## SUPPLIED ENTRIES
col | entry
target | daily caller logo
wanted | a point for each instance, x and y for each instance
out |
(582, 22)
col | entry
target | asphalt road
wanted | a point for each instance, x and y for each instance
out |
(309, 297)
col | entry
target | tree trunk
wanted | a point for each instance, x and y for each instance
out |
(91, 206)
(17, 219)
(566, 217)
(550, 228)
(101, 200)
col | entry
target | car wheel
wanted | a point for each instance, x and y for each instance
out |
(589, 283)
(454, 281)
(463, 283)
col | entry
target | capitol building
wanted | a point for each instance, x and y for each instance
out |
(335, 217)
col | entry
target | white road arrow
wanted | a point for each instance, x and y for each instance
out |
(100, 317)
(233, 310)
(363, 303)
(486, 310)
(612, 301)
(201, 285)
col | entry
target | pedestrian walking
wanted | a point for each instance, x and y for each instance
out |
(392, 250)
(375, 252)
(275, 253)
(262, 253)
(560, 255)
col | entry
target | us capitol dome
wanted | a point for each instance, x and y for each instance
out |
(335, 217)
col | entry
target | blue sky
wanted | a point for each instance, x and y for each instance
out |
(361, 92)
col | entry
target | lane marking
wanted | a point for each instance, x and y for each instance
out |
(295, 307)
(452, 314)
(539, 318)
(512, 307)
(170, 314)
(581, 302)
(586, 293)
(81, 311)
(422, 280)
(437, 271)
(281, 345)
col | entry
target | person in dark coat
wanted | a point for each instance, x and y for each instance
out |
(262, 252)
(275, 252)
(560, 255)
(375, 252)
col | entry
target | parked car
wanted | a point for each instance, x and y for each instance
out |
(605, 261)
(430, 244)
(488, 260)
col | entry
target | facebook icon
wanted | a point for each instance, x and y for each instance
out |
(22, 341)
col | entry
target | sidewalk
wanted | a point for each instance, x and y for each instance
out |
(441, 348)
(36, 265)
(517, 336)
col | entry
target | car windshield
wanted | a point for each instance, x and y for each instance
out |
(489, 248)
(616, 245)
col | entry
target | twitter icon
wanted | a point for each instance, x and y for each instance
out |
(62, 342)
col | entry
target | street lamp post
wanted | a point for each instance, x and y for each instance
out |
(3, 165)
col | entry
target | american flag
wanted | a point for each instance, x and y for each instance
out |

## AIM OF THE TASK
In the entries above, find the line with "target | blue sky" and the line with "target | person in dark coat", then set down exactly those two and every line between them, nothing else.

## FINISHED EXERCISE
target | blue sky
wanted | a point for each instance, x and y for each instance
out |
(361, 92)
col | entry
target | lane marking
wanted | a point for each instance, x and y for each instance
out |
(295, 307)
(452, 314)
(539, 318)
(512, 307)
(170, 314)
(581, 302)
(586, 293)
(81, 311)
(422, 280)
(437, 271)
(281, 345)
col | entry
target | person in dark coat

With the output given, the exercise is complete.